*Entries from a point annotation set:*

BEGIN

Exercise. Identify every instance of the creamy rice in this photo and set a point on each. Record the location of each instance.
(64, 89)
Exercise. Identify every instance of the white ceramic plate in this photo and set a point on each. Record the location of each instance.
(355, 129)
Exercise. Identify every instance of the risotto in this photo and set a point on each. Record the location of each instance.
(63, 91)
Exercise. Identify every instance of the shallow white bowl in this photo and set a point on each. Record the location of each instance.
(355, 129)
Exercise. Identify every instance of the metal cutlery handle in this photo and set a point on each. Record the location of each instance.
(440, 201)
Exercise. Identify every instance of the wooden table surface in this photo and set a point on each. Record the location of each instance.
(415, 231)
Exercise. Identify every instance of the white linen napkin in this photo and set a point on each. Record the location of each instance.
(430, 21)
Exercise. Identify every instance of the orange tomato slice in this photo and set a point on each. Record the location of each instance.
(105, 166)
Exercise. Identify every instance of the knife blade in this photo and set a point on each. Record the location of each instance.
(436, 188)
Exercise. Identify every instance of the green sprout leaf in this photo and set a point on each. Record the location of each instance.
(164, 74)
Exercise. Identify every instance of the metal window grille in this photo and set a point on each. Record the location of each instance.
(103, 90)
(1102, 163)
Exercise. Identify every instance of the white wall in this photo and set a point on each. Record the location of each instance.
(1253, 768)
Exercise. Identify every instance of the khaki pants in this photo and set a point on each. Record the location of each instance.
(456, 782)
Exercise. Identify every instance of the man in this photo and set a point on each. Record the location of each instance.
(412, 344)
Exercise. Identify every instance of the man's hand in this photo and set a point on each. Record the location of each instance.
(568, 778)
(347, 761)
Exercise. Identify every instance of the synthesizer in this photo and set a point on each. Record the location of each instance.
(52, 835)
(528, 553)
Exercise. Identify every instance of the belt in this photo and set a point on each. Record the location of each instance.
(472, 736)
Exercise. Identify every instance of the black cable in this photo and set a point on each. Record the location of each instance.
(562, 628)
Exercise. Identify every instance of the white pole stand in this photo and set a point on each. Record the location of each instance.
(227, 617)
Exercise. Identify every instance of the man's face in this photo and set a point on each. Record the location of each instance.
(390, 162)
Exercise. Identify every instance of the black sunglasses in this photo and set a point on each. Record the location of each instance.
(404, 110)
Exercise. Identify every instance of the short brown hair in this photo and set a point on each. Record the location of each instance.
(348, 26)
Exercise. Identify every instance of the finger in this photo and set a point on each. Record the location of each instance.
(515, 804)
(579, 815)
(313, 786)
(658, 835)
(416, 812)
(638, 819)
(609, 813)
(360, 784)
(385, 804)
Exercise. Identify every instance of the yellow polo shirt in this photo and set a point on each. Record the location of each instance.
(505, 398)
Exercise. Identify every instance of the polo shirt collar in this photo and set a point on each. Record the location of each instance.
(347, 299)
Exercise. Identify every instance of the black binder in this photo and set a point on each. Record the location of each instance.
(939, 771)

END
BEGIN

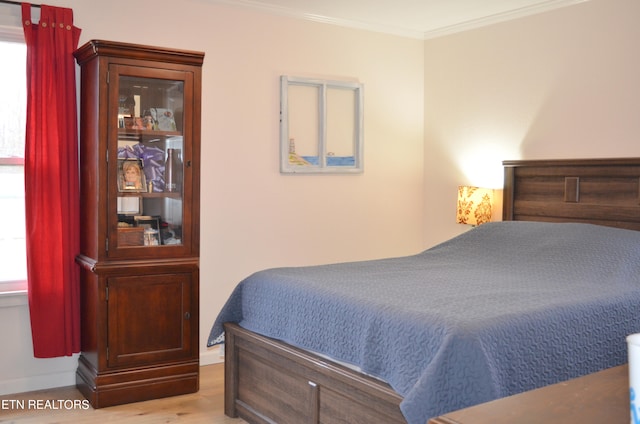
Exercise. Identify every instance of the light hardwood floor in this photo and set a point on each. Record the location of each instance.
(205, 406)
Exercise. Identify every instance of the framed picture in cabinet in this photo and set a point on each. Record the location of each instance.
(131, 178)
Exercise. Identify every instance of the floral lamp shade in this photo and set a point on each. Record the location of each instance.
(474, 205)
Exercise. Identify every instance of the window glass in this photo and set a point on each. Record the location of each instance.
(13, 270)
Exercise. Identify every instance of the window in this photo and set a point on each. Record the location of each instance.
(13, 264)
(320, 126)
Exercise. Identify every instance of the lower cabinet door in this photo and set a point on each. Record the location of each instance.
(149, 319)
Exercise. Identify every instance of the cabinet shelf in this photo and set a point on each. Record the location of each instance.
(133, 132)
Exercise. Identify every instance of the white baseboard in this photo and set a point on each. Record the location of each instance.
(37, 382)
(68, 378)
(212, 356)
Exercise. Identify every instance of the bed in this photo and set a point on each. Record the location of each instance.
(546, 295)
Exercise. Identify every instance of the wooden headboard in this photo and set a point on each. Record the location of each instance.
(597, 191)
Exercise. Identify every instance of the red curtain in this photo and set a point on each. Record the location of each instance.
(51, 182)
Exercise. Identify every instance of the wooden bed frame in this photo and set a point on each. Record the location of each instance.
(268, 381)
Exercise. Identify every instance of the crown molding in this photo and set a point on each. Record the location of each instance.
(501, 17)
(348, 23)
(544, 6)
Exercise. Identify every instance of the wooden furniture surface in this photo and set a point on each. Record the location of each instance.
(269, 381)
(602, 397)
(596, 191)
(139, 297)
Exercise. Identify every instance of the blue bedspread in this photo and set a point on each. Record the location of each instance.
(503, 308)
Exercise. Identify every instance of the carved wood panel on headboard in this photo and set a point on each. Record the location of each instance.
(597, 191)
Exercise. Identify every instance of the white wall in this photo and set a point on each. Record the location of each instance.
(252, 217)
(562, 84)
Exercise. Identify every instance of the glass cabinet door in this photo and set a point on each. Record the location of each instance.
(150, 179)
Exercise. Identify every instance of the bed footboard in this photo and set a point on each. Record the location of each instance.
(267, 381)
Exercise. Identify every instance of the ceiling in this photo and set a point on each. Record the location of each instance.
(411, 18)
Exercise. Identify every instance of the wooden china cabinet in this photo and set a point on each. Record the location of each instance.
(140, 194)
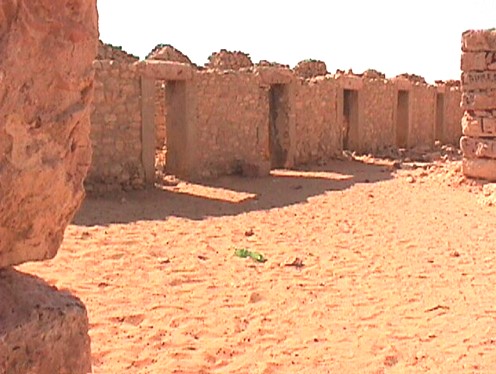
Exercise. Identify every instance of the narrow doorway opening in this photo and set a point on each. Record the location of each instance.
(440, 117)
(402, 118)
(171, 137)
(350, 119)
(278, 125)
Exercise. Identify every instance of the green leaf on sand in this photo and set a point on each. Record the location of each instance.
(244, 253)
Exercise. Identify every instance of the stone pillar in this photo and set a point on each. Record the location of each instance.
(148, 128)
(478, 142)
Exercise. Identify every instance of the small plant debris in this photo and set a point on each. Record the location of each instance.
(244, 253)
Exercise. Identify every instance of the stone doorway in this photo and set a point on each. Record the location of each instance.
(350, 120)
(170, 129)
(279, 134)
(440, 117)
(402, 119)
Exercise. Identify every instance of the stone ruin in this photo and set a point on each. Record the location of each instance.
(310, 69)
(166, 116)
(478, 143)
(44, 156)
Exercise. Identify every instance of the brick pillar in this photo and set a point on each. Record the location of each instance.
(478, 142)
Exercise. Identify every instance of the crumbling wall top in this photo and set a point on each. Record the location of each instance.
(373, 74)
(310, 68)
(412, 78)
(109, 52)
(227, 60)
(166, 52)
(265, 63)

END

*Exercise:* Show every line in the entries above that contains the word "pillar", copying each such line in full.

*Finished exercise:*
Exercise. Identify every instance of the stone pillar in this photo and set a point on each. Record the location of each instance.
Exercise. Identify every instance of the brick pillar in this photo and set a point on each. Record the location of each instance.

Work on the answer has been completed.